* _Referring expression data_:
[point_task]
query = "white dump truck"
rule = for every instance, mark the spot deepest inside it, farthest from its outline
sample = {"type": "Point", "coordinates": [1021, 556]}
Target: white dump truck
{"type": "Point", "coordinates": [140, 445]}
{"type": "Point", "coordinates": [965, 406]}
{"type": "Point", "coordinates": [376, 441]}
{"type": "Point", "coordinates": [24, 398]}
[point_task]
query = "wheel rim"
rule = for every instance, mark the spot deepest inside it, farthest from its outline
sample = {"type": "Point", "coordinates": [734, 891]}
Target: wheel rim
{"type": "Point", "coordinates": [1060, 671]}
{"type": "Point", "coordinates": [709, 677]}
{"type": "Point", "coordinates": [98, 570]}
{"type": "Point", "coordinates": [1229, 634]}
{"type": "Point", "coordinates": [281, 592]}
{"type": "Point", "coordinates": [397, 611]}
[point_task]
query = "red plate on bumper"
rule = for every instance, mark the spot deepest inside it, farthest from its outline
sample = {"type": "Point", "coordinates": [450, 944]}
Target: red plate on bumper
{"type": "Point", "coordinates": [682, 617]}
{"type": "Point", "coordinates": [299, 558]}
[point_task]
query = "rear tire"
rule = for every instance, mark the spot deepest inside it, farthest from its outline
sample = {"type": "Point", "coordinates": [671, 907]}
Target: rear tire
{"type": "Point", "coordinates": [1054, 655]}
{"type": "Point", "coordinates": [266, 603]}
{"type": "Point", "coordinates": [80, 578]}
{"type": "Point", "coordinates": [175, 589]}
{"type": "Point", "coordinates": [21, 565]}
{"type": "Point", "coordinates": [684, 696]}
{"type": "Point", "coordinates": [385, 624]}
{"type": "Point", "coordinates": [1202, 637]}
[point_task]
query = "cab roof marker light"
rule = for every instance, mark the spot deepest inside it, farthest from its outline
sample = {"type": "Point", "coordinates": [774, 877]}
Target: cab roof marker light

* _TASK INSTRUCTIONS_: Using the records above, report each line with the string "query".

* _FINISHED TASK_:
query = "white dump truck"
query = "wheel rim"
query = "red plate on bumper"
query = "rear tire"
query = "cab roof marker light"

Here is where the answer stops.